**What to do:**
A – Reproduce word for word the section of the interview excerpt that begins with the words containing "So much of what" and ends with "where it goes.".
B – In the interview excerpt, who developed the theater idea of "rep and rev," and what did it grow out of?

**Source text:**
## Start
So much of what I’m trying to talk about in this new play is the structures within the town that are repressive. In light of that, the road is so odd and discomfiting, which is my jam, and so true. I may go back in and retool that and see where it goes.

DK Talk about rich. The excitement of what could happen if the person who’s on that road encounters someone or doesn’t. Of course, it makes me think about how time works in your plays. Time is weather in your work. What does “rep and rev”—the idea of repetition and revision in theater that Suzan-Lori Parks developed from the blues and jazz—do to time? It transforms our relationship to time; if this is a compositional idea that’s rooted in Afro-diasporic cultural practice, then it goes back to what you were saying, which is, “When are you not in it?”

When I was working on the Sweet Land opera (2020), there were times where I felt, “Okay, this is not going to be a scene where a person goes, ‘Ah, this is a Black character. This is a Black story in those trope-ish ways.’” But that’s only one way of presencing Blackness in a work of art. If I write a libretto using Black-identified cultural techniques and compositional ideas, then there doesn’t have to be a single Black person walking across the environment. As we well know, you can have an entire cast full of Black people, and it can be the most anti-Black thing you’ve ever seen.
## End
**Raw data:**
## Start
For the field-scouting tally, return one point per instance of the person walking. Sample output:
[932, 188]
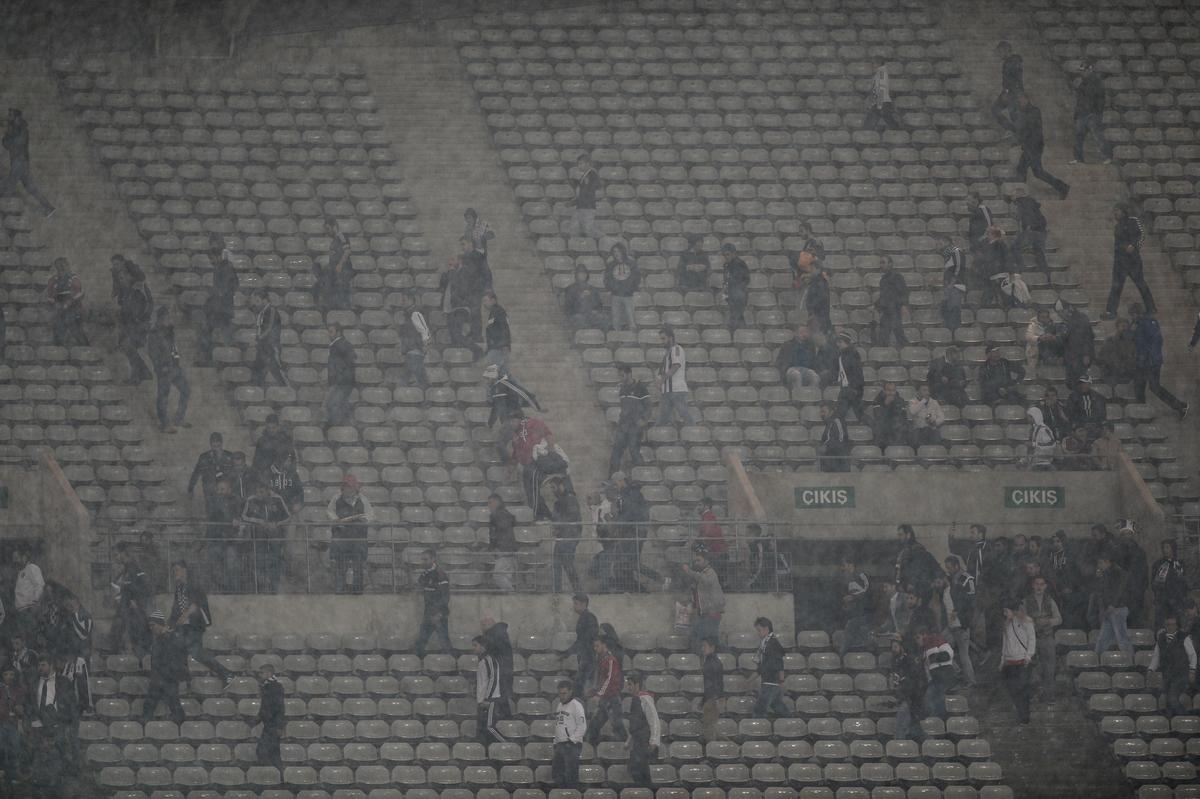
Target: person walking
## End
**Answers for the tasks:**
A –
So much of what I’m trying to talk about in this new play is the structures within the town that are repressive. In light of that, the road is so odd and discomfiting, which is my jam, and so true. I may go back in and retool that and see where it goes.

B – Suzan-Lori Parks developed it from the blues and jazz.